# [Work instruction]
All of the data that follows should be written out exactly.

Data extracted from a collection
------------------------------

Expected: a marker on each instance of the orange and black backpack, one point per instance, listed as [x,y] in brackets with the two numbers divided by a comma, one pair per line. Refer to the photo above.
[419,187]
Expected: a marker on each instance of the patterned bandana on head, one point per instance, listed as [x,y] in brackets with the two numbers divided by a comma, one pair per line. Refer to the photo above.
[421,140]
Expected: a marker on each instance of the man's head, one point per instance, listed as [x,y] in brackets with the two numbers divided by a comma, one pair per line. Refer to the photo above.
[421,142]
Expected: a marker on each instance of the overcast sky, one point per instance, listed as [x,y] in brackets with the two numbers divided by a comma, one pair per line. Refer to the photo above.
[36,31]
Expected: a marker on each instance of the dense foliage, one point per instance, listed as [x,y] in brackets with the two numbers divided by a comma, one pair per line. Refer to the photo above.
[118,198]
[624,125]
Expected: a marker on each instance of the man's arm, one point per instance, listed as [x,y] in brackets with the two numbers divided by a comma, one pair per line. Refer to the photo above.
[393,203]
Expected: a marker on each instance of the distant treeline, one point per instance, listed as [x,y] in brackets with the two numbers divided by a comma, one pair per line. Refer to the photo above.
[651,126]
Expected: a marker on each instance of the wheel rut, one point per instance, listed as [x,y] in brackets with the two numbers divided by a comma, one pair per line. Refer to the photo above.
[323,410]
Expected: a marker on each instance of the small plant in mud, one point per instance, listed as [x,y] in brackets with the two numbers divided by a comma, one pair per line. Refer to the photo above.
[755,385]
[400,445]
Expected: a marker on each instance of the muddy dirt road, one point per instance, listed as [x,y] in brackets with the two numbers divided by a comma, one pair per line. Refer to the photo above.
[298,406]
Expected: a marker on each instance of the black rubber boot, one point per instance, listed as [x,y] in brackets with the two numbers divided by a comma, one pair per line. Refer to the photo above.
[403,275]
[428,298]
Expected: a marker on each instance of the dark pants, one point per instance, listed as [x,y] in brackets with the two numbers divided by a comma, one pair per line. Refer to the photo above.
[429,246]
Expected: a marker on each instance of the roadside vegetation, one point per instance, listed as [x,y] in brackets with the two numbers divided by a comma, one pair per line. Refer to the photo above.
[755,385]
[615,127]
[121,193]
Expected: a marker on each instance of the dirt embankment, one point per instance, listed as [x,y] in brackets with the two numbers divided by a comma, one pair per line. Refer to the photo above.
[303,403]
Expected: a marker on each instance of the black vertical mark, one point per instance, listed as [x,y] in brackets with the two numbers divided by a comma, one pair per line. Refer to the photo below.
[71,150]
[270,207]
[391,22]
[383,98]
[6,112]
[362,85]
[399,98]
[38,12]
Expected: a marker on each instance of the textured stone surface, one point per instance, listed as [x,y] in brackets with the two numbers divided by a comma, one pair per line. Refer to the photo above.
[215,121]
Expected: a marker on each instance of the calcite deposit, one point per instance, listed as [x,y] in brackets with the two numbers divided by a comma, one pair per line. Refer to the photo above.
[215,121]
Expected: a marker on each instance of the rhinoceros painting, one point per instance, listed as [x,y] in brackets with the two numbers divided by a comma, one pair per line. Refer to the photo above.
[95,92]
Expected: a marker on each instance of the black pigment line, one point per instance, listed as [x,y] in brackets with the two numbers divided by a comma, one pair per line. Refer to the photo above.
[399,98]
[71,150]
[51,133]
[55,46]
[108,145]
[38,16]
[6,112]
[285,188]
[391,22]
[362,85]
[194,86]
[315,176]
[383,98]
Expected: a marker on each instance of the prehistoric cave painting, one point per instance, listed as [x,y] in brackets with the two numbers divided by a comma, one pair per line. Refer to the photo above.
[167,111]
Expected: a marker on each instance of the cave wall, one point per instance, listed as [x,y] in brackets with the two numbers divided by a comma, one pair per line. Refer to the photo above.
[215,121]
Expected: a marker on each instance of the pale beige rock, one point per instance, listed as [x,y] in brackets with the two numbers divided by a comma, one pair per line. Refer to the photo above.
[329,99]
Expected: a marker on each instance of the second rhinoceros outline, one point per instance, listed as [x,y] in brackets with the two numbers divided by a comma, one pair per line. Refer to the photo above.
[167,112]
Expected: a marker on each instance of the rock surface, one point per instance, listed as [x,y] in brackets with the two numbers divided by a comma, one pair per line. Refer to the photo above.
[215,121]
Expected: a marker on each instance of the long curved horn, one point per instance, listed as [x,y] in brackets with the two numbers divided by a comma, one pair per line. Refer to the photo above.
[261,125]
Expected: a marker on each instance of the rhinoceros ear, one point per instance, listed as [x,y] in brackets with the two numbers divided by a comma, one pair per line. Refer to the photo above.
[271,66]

------------------------------

# [Your response]
Expected: a marker on each instance of the orange and black backpack, one point per instance, listed as [x,y] in brackets with the two numbers divided by a comma, one pair per line. Refer to the photo above.
[419,187]
Expected: a marker on each instance of the patterned bandana on head, one point per instance, listed as [x,y] in brackets with the two numbers divided by a comma, one pair per line. Refer to the photo above.
[421,140]
Expected: a marker on each instance of the man's head, one point per instance, listed as [x,y] in brackets with the two numbers divided by a comma, one pair per line. Refer to the photo above.
[421,142]
Expected: a marker on each instance of the overcast sky, one point per instance, listed as [x,y] in brackets with the two numbers divided by a comma, one pair per line. Refer to the photo above.
[36,31]
Expected: a marker on each instance of the dense foliage, one point per instance, listed as [x,y] in brackets with the two numbers divided by a comma, one pair per line. Refer to the photo above.
[118,198]
[624,125]
Expected: a marker on each instance of the man's arm, one point per instance, listed as [x,y] in brackets with the two numbers divided by a comma, one pair per line. Refer to the photo above.
[393,203]
Expected: a marker on each instance of the distant treeline, one point per instance, listed as [x,y] in brackets with the two numbers divided by a comma, one pair per line. Refer to the photo above.
[651,126]
Expected: a marker on each instance of the wheel rut, one point per instance, listed as [x,y] in brackets with the two numbers divided by a comma, one pair per line. Refer to the photo above.
[323,410]
Expected: a marker on each instance of the small plant in mud, one point per instance, listed as [x,y] in brackets with the two numbers divided by a comma, one pair per line. Refer to the photo above.
[755,385]
[400,445]
Expected: a marker on each instance of the muddy dirt road, one point per instance, listed as [x,y] in brackets with the two numbers divided by a comma, one pair per line. Refer to the photo above.
[298,406]
Expected: a marker on each instance of the black rubber boot, one point per instance, listed as [x,y] in brackets with the two numbers divided by a comma, one pair per line. Refer to the photo above.
[403,275]
[428,298]
Expected: a marker on each instance of the dark pants, one point per instance, listed as [x,y] in brackets with the two numbers divided by a comma, one pair per line. Refer to the photo above.
[429,246]
Expected: a marker on each instance of the roadside vegetation, one point per instance, listed as [x,y] in brackets with the two numbers divided by a comma, one pair per line. Refer to the photo above.
[755,385]
[615,127]
[121,193]
Expected: a marker on each instance of the dirt embankment, one point per instance, listed as [x,y] in brackets with the two numbers divided by a comma, one pair per line. Refer to the photo above.
[303,403]
Expected: a marker on each instance of the black vertical mark, one point per instance, listed as [x,y] in brackets with the two numbers divided by a comma, one pair per line. Refer to the photo below.
[71,150]
[270,207]
[391,22]
[383,98]
[6,112]
[362,85]
[399,98]
[38,12]
Expected: a marker on each instance of the textured stone surface, one point per instance, listed as [x,y] in brackets with the two numbers divided by a comma, one pair per line. Refer to the photo above.
[215,121]
Expected: a marker on each instance of the calcite deposit, one point per instance, listed as [x,y] in brackets with the two numbers divided by a comma, one pair per line. Refer to the photo above.
[215,121]
Expected: a marker on each instance of the rhinoceros painting, one point per instance, listed as [x,y] in brackets with the two numbers divided by a comma, one pair per line. Refer to the photo above.
[95,92]
Expected: a marker on each instance of the black pigment line, one point per instance, listed as [x,y] in brackets with the two numbers divided by a comma, one pair per line. Refer to the photo above.
[399,98]
[71,150]
[51,133]
[55,46]
[108,145]
[38,16]
[6,112]
[285,188]
[391,22]
[362,85]
[194,86]
[315,176]
[383,98]
Expected: a marker on each instance of the prehistoric cave painting, one point per instance, listed as [x,y] in brackets with the two numbers divided by a comma, one pair per line. Refer to the photo above.
[167,111]
Expected: a marker on each instance of the cave wall, one point per instance, listed as [x,y] in brackets with the two numbers divided by a comma, one pair per line. Refer to the photo above.
[215,121]
Expected: a marker on each instance of the pale beige rock, one point per instance, listed as [x,y] in brackets with the two numbers divided by a comma, one pair per line. Refer to the photo above.
[329,99]
Expected: a marker on each instance of the second rhinoceros outline, one point per instance, listed as [x,y] in brackets with the two numbers divided by a comma, one pair per line. Refer to the photo above.
[167,112]
Expected: a marker on each instance of the rock surface, one point per instance, listed as [x,y] in brackets with the two numbers divided by a comma, one pair per line. Refer to the photo above.
[215,121]
Expected: a marker on each instance of the long curved horn, one point per instance, listed as [x,y] in brackets with the two numbers divided by a comma, one pair per line. Refer to the photo above.
[261,125]
Expected: a marker on each instance of the rhinoceros ear, one point per instance, listed as [x,y] in brackets with the two numbers divided by a comma, one pair per line. Refer to the photo above.
[271,66]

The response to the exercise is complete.